■ Page
+ + +

Jersey Jazzman: Fact: Some Newark Merit Pay Will Go To the Wrong Teachers

The teachers of Newark have a decision to make: they can accept a large sum of private money and settle their contract... but only if they adhere to a merit pay program.

I am not about to tell anyone what to do, but I do feel compelled to lay out the facts. And one fact is for certain:

If the merit pay bonuses are based on the state-mandated four-tier evaluation system, at least some of the merit pay will go to the wrong teachers.

How can I be so sure of this? Because the state law requires "student achievement" - in other words, standardized test scores - to be used in teacher evaluations. And in any system where student scores are used to determine teacher evaluations, there will be errors.

But don't take my word for it; talk to the people who actually advocate for using Value Added Modeling (VAM) in the use of teacher evaluations. Every one of them admits that there will be errors; they understand it would be ridiculous to imply that there won't be any. For example, here's Dan Goldhaber, an economist and big VAM cheerleader:

We do believe it makes sense for policymakers to be transparent with stakeholders about how teacher rankings can be affected by model choice. This is important, for our findings show that models that, broadly speaking, agree with one another (in terms of high correlations) can still generate, arguably, meaningful differences in teacher rankings that correlate with the type of students they are serving. Moreover, some models that could be seen by researchers as providing more accurate estimates of true teacher performance (i.e. school and student fixed effects specifications) generate effectiveness estimates that are far less stable over time than less saturated specifications. And, issues like intertemporal stability, or the transparency of a measure, may also influence teachers’ perceptions of the measure. [emphasis mine]

In other words: this stuff is subject to noise and bias - there will be errors. How about Raj Chetty and John Friedman, authors of the (in)famous study about the economic value of teacher effects?

+ + +

■ Provided records

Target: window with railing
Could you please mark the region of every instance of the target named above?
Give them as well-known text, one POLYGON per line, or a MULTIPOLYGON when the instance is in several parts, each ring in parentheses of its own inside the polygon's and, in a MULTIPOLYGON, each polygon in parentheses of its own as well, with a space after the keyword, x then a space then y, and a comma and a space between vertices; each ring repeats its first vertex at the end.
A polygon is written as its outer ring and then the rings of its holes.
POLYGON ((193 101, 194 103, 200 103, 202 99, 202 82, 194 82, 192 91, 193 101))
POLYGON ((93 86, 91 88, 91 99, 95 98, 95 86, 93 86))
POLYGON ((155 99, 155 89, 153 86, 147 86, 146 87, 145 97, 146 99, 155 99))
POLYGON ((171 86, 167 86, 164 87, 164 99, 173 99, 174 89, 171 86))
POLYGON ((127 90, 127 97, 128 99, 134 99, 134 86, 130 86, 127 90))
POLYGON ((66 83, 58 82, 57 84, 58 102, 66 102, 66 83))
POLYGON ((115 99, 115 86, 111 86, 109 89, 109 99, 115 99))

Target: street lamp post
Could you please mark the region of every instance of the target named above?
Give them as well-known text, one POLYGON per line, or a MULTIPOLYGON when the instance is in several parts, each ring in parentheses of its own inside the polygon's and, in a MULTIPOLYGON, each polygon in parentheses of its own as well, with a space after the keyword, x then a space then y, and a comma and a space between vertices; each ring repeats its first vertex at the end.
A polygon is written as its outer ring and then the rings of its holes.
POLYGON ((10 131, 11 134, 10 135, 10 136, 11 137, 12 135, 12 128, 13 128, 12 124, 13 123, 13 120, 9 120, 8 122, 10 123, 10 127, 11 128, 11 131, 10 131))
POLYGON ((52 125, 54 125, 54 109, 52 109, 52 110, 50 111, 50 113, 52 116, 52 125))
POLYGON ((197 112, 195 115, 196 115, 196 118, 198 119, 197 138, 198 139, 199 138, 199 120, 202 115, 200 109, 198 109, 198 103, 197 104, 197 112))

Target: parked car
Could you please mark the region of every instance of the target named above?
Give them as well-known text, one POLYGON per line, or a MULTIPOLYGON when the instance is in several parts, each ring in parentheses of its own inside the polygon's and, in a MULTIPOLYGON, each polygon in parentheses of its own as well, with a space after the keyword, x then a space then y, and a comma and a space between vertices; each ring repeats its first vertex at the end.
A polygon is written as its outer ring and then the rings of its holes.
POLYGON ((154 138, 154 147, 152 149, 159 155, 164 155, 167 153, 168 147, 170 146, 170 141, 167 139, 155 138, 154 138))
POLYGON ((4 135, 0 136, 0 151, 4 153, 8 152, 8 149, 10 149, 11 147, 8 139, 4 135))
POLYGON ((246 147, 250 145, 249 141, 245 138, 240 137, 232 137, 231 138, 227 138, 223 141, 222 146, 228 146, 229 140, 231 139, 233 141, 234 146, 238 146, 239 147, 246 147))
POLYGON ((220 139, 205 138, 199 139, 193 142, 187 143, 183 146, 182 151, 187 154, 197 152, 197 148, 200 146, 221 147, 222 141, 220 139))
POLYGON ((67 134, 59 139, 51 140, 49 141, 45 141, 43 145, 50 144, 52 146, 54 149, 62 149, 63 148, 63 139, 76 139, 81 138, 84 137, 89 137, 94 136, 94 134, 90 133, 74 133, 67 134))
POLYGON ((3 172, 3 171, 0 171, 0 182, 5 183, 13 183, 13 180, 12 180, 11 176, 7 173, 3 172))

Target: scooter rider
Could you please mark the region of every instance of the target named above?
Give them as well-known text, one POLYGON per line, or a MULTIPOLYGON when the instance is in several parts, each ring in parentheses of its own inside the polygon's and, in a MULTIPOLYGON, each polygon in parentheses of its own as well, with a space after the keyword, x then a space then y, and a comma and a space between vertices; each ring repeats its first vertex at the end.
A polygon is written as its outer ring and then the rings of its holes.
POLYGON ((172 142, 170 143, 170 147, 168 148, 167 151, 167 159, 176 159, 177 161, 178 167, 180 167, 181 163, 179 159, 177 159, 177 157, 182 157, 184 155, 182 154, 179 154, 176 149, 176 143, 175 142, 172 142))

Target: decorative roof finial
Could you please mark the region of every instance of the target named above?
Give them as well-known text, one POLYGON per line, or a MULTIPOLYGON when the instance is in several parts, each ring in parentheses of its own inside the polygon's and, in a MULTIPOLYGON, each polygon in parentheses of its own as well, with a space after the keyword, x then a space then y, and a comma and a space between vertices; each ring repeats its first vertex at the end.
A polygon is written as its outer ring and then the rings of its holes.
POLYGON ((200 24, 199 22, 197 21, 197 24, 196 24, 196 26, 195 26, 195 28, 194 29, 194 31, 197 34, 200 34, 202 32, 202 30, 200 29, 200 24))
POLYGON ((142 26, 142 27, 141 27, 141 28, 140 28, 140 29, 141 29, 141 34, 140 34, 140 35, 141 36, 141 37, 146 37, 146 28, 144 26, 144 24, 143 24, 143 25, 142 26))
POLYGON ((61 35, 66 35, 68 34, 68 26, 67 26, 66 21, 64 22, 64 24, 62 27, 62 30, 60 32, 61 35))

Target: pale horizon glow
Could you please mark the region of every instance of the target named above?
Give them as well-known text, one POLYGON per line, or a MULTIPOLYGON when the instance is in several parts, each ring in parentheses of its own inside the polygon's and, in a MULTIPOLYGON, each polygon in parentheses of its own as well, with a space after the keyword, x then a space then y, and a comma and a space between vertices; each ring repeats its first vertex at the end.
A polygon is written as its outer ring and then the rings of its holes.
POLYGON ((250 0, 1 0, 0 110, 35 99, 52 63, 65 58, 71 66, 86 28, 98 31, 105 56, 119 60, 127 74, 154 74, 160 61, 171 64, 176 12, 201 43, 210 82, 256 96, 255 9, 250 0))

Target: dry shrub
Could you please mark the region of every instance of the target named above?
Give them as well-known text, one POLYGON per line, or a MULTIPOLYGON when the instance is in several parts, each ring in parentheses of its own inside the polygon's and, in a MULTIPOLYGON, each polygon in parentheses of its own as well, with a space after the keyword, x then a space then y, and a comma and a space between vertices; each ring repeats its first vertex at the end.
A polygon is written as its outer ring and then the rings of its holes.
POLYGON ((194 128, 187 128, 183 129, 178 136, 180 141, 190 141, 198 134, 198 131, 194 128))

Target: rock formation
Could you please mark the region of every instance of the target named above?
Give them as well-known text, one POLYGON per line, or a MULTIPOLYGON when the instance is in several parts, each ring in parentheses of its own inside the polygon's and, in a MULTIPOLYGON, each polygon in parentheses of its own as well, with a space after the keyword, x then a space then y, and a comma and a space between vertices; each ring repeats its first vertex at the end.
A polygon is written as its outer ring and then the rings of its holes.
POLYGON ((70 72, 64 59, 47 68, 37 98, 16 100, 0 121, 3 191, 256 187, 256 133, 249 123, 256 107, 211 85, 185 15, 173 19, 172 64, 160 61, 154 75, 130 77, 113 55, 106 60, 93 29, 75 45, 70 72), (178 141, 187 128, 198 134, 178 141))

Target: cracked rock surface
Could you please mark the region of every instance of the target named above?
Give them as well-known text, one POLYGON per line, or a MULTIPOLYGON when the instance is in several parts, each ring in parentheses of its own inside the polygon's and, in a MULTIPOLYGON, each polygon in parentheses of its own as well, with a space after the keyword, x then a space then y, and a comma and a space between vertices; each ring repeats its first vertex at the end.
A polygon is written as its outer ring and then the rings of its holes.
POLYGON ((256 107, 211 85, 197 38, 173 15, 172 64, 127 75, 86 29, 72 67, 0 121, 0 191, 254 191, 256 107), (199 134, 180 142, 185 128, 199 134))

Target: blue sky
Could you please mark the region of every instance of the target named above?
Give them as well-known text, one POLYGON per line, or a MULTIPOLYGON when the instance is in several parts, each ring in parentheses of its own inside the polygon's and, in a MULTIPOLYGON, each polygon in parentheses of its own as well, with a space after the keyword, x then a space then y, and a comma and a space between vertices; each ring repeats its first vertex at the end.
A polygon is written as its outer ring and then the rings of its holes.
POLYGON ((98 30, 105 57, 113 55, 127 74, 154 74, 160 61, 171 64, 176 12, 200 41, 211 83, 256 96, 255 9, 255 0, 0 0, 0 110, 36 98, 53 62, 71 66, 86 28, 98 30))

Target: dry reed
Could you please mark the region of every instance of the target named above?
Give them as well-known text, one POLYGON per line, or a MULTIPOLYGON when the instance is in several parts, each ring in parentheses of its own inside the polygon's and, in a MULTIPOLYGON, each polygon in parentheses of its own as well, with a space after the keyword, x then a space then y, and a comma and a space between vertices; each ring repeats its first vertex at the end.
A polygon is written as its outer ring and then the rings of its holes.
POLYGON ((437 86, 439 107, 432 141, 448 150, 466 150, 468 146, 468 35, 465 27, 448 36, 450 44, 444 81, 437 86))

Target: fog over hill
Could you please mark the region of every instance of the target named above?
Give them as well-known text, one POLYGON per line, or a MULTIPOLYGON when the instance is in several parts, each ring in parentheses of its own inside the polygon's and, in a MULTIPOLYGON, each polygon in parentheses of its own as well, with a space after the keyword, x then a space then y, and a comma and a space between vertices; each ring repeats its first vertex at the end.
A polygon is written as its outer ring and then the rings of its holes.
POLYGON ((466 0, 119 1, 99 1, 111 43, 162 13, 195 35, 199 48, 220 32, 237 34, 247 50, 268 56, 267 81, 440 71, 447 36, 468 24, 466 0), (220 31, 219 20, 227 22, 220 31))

+ + +

Can you pick up the post on Newark merit pay and continue it from its last sentence? The data is separate material and has nothing to do with the Newark merit pay post.

More generally, we should recognize that value-added data can be a useful statistic even though it’s not perfect, just like performance measures in other occupations. The manager of a baseball team pays attention to a player’s batting average even though it too is an imperfect statistic that bounces around over time. If a new player gets no hits in his first month, one option is waiting to see whether he is just in a temporary slump. Another is more coaching. But on occasion, the best option may be to let that player go and call up a replacement. [emphasis mine]

That's what I love about these guys: they soar over schools at 30,000 feet, conjecturing about "options," seemingly oblivious to the idea that it may only take a few isolated cases of getting a high-stakes decision wrong before teachers turn against the system.

(The baseball analogy is also not great. It's not my batting average; it's my students'. And there's no error involved in measuring batting: either you hit the ball or you didn't. Standardized tests are poor proxies for judging the learning we should care about the most.)

Now, in New Jersey, the DOE has pretty much stated that we're going to be using Student Growth Percentiles (SGPs) to come up with teacher ratings based on test scores. How does the guy who developed SGPs, Damian Betebenner, feel about using them to identify teachers in a high-stakes decision like merit pay?

Professor Baker emphasizes this with SGPs:

Again, the whole point here is that it would be a leap, a massive freakin’ unwarranted leap to assume a causal relationship between SGP and school quality, if not building the SGP into a model that more precisely attempts to distill that causal relationship (if any). [Emphasis in original]

We would add that it is a similar “massive … leap” to assume a causal relationship between any VAM quantity and a causal effect for a teacher or school, not just SGPs. We concur with Rubin et al (2004) who assert that quantities derived from these models are descriptive, not causal, measures. However, just because measures are descriptive does NOT imply that the quantities cannot and should not be used aspart of a larger investigation of root causes. [emphasis mine]

By "not causal," Betebenner means that SGPs don't even try to tease out the cause of a student's test score. Well, if they don't, how can they possibly be used to determine merit pay, which will require very fine judgments at the cut level between those who get it and those who don't?

Betebenner's comment here is in response to Bruce Baker (here's Baker's reply to the reply). Baker has said that using SGPs to determine a teachers effect on test scores is like trying to fly a plane with a saxophone: it's the wrong "instrument" for the job.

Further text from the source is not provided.